- [What is needed]
Scan the data that follows and count the lines with the string "below"; answer with the count alone.

- [Provided material]
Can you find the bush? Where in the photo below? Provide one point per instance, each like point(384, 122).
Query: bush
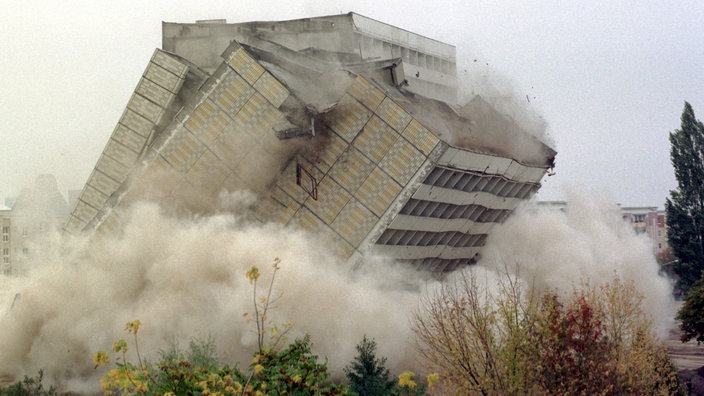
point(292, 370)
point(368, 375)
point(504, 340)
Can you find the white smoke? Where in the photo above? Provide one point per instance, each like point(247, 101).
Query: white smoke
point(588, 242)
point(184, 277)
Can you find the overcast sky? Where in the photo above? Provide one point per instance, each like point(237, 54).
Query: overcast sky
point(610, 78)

...

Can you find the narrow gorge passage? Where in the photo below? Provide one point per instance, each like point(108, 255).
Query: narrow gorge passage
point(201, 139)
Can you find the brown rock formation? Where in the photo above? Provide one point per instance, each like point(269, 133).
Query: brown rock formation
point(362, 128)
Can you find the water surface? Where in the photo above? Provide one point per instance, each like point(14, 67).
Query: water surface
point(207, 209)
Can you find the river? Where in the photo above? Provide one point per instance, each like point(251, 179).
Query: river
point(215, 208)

==

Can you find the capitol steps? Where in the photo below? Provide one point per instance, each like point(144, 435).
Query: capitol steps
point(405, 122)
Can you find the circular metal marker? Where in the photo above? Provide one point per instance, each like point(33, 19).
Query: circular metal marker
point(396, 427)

- [Result for this exercise]
3